Estratto scelto:
+ + + + +

Il codice provoca un’evoluzione dalla “procedura” amministrativa al “diritto processuale” amministrativo: meccanismi tipici del nostro processo, da sempre originali, nati talvolta per esigenze contingenti di tutela, divengono oggi maturi e assurgono alla dignità di modelli del diritto processuale italiano, assicurando al processo amministrativo una “peculiarità” nell’ambito delle discipline processuali.
Inoltre, nel nostro attuale sistema socio-economico – fisiologicamente ma spesso anche patologicamente complesso – il giudice amministrativo, con le sue pronunce ma anche con i modi e i tempi del suo processo, è ormai assurto al rango di protagonista, quale elemento rilevante – e spesso determinante – di sviluppo e di competitività.

+ + + + +

Dati archiviati:

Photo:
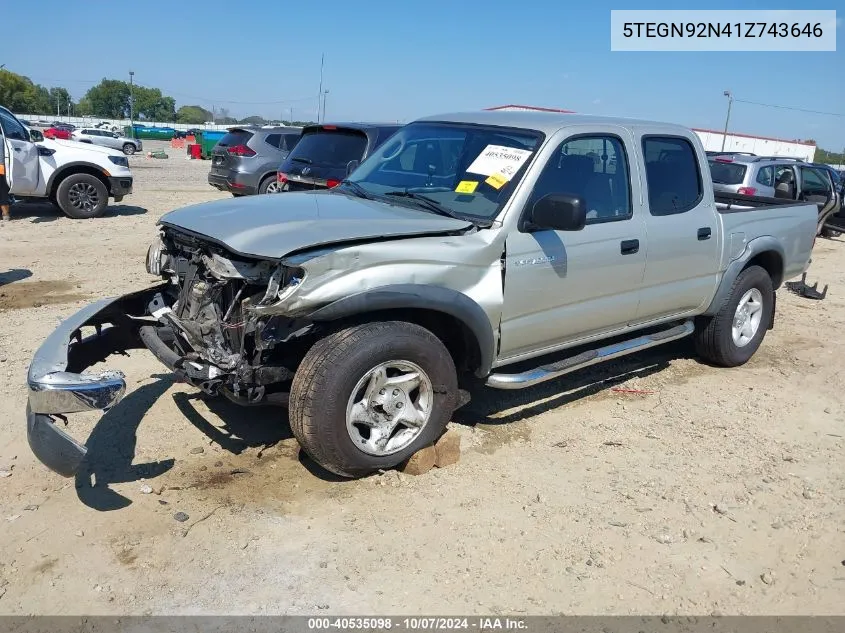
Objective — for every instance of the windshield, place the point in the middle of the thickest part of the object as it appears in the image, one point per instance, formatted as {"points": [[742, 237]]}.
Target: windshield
{"points": [[329, 147], [727, 173], [468, 169]]}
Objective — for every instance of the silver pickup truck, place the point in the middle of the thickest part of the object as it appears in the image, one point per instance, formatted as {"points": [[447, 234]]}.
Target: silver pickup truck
{"points": [[465, 244]]}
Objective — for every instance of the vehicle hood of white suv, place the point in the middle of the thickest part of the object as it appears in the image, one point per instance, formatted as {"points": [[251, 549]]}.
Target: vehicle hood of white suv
{"points": [[77, 146]]}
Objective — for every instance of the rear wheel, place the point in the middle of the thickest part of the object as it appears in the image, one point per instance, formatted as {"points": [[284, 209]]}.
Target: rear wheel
{"points": [[82, 196], [370, 396], [732, 335]]}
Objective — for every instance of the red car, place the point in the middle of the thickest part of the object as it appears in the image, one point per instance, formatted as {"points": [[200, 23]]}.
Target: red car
{"points": [[57, 133]]}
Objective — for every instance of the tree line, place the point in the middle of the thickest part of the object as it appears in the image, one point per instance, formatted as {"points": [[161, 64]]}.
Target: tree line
{"points": [[111, 99]]}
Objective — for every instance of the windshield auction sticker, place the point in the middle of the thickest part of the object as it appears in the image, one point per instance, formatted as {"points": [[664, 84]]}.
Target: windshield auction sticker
{"points": [[499, 159]]}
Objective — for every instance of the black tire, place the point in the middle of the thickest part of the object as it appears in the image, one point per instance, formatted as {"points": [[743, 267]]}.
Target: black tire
{"points": [[713, 335], [332, 368], [70, 199], [268, 180]]}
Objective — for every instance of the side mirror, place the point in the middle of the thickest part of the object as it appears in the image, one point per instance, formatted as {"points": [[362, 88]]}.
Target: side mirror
{"points": [[559, 212]]}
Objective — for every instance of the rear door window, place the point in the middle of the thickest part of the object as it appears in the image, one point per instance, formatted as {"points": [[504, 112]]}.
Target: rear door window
{"points": [[724, 173], [814, 182], [672, 175], [330, 148]]}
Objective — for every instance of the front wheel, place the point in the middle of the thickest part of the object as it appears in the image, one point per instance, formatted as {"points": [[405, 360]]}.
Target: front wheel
{"points": [[369, 396], [731, 336], [82, 196]]}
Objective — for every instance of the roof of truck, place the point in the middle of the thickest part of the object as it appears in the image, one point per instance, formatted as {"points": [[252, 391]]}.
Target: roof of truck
{"points": [[546, 122]]}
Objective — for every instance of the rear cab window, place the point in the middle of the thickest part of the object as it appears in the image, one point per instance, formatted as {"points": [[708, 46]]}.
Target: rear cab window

+ + + + +

Esercizi proposti:
**A.** Trascrivi dall'estratto scelto il passo compreso tra "Inoltre, nel nostro" e "e di competitività.", estremi inclusi.
**B.** Secondo l'estratto scelto, a quale rango è assurto il giudice amministrativo nell'attuale sistema socio-economico?

Soluzioni qui sotto:
**A.**
Inoltre, nel nostro attuale sistema socio-economico – fisiologicamente ma spesso anche patologicamente complesso – il giudice amministrativo, con le sue pronunce ma anche con i modi e i tempi del suo processo, è ormai assurto al rango di protagonista, quale elemento rilevante – e spesso determinante – di sviluppo e di competitività.

**B.** Al rango di protagonista.